[START OF SUPPLIED INFORMATION]

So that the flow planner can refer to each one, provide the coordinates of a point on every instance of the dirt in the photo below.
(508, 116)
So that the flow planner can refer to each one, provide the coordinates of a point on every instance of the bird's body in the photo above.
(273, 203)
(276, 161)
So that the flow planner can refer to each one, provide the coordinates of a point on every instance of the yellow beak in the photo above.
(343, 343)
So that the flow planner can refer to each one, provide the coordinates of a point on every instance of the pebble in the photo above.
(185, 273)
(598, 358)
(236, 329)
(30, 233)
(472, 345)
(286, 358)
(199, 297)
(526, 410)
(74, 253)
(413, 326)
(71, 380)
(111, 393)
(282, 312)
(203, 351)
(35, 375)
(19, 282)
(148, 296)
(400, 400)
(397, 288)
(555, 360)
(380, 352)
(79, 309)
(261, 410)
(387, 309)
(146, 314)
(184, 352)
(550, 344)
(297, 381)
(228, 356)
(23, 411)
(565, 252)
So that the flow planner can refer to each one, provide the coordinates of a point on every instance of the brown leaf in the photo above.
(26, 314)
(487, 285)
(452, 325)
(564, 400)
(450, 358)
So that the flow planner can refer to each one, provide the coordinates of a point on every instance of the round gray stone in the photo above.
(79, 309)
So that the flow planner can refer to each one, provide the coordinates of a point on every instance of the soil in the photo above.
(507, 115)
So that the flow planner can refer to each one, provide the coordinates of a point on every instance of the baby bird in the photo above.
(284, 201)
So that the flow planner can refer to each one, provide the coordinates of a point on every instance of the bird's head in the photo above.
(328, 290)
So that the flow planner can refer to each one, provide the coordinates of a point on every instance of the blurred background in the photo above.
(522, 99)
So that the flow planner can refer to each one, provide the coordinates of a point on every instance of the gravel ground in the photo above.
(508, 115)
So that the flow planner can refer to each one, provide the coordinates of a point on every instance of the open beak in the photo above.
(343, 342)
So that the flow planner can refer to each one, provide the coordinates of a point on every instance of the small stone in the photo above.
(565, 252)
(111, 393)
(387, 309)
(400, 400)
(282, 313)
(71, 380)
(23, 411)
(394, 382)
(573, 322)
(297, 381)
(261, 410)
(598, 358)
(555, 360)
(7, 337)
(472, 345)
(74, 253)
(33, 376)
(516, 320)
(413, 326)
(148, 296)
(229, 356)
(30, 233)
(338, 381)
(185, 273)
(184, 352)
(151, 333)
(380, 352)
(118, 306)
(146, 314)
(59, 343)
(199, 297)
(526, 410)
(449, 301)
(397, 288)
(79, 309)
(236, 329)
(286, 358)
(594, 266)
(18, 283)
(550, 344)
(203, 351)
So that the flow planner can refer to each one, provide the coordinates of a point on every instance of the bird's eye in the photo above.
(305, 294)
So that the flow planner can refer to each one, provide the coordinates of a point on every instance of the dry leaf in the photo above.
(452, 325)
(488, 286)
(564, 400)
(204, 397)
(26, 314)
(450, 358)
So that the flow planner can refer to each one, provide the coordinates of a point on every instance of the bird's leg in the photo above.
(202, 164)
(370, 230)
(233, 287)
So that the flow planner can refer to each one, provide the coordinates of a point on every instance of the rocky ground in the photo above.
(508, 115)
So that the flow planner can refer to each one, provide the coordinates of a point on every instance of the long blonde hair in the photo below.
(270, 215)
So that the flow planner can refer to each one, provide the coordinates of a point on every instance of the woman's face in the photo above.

[END OF SUPPLIED INFORMATION]

-- WRITTEN EXERCISE --
Please reproduce every line of the material word for word.

-- OUTPUT --
So that the flow planner can refer to each one, provide the coordinates of a point on every instance of the dirt in the photo below.
(508, 116)
So that the flow planner can refer to each one, provide the coordinates of a point on every instance of the bird's body in the photo above.
(273, 203)
(276, 161)
So that the flow planner can refer to each one, provide the coordinates of a point on every instance of the yellow beak in the photo above.
(343, 343)
So that the flow planner can refer to each one, provide the coordinates of a point on every instance of the pebble in the photo above.
(185, 273)
(598, 358)
(236, 329)
(30, 233)
(472, 345)
(286, 358)
(199, 297)
(526, 410)
(74, 253)
(413, 326)
(71, 380)
(111, 393)
(282, 312)
(203, 351)
(35, 375)
(19, 282)
(148, 296)
(400, 400)
(397, 288)
(555, 360)
(380, 352)
(79, 309)
(261, 410)
(387, 309)
(146, 314)
(184, 352)
(550, 344)
(297, 381)
(228, 356)
(23, 411)
(565, 252)
So that the flow planner can refer to each one, provide the coordinates of a point on every instance of the brown leaf in the photo above.
(26, 314)
(487, 285)
(452, 325)
(564, 400)
(450, 358)
So that the flow planner can refer to each one, provide the coordinates of a point on every instance of the round gray stone in the photo above.
(79, 309)
So that the flow planner can refer to each one, provide the coordinates of a point on every instance of the soil in the photo above.
(507, 115)
So that the flow planner can refer to each one, provide the coordinates of a point on every instance of the baby bird in the photo above.
(284, 201)
So that the flow planner can refer to each one, provide the coordinates of a point on every instance of the bird's head in the photo above.
(328, 290)
So that the flow planner can refer to each one, provide the coordinates of a point on every instance of the blurred background in the photo above.
(522, 99)
So that the flow planner can refer to each one, provide the coordinates of a point on every instance of the gravel ground in the photo above.
(508, 115)
So that the flow planner can refer to each one, provide the coordinates of a point on every instance of the open beak in the photo above.
(343, 342)
So that the flow planner can refer to each one, provide the coordinates of a point on every instance of the small stone in the photo above.
(565, 252)
(111, 393)
(387, 309)
(400, 400)
(282, 313)
(71, 380)
(23, 411)
(394, 382)
(573, 322)
(297, 381)
(261, 410)
(598, 358)
(555, 360)
(7, 337)
(472, 345)
(74, 253)
(33, 376)
(516, 320)
(413, 326)
(148, 296)
(229, 356)
(30, 233)
(338, 381)
(185, 273)
(184, 352)
(151, 333)
(380, 352)
(118, 306)
(146, 314)
(59, 343)
(199, 297)
(526, 410)
(449, 301)
(397, 288)
(79, 309)
(236, 329)
(286, 358)
(594, 266)
(18, 283)
(550, 344)
(203, 351)
So that the flow planner can refer to each one, provide the coordinates of a point on every instance of the bird's eye in the photo above.
(305, 294)
So that the flow planner can refer to each one, provide the coordinates of a point on every instance of the dry leaf in the photo above.
(452, 325)
(488, 286)
(564, 400)
(204, 397)
(26, 314)
(450, 358)
So that the flow planner can refer to each one, provide the coordinates of a point on every instance of the bird's leg in the photo above.
(202, 164)
(370, 230)
(233, 287)
So that the flow planner can refer to each one, provide the coordinates of a point on every instance of the rocky ground in the photo above.
(508, 115)
So that the flow planner can refer to each one, provide the coordinates of a point on every instance of the long blonde hair in the photo below.
(270, 215)
So that the flow planner can refer to each one, provide the coordinates of a point on every instance of the woman's face in the photo above.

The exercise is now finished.